STATED GOAL A: Please edit the records from the line that has "of the driver" through the end of the records, giving those lines again with "driver door" replaced by "front door" and everything else unchanged.

__________

And what for? To prepare for a gathering of the clan, promising to deliver good cheer, but actually providing an opportunity to rekindle the family bitch fights, eat too much, and be happy when to day ends and there are 360 days to go before the madness starts again.

And why do we do it? It started off as a primitive celebration that the end of winter darkness had come. Then the Christians came along and converted the celebration to their own ends. Finally the Capitalists came along with the Industrial Revolution and hi-jacked the celebration to give a boost to production by creating Demand that they wanted to supply.

I don't care about the negatives. I'm celebrating the positives: we've made it halfway through the Bush fire season and the Fire Demon has remained in his bottle.

Old Man Emu

----------


## Mjolinor

I will consider your ramblings as I tuck into my goose freezing my rocks off with 25% humidity and 0 degree temperatures.

.

----------


## Geoff

It has been one of the most Humid summers I can recall for quite some time. I am only about 5 hours North of OME, but the humidity is about the same, hovering between 85 and 90%... I literally get in the car to go to work at 7am and I am already stuck to the seat before I hit the end of the driveway.

__________

STATED GOAL B: In the forum thread, what humidity range does Geoff report?

__________

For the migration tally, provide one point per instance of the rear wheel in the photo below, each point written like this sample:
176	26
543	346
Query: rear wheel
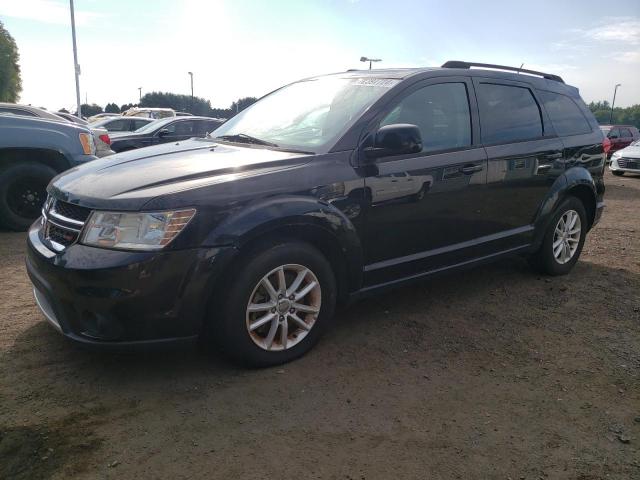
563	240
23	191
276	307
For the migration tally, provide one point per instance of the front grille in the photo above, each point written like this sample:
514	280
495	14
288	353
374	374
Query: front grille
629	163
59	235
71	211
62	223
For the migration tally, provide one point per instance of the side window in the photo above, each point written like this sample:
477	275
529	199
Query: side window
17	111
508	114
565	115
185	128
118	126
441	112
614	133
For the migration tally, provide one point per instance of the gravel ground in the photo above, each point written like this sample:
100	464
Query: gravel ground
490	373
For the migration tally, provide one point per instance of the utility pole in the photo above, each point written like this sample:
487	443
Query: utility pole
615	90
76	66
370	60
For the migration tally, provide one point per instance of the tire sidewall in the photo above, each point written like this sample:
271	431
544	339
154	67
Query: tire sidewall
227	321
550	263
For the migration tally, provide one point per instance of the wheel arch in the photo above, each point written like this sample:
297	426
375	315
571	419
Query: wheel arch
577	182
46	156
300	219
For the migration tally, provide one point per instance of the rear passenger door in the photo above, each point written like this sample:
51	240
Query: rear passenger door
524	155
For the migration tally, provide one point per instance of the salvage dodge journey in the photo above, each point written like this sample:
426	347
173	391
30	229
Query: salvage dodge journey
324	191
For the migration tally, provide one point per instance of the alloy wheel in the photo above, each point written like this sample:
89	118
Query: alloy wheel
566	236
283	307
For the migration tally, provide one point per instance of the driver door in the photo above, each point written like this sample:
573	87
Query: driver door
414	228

__________

CORRECT RESULT A:
For the migration tally, provide one point per instance of the front door in the photo above, each point written like this sample:
573	87
Query: front door
414	228

CORRECT RESULT B: Between 85 and 90%.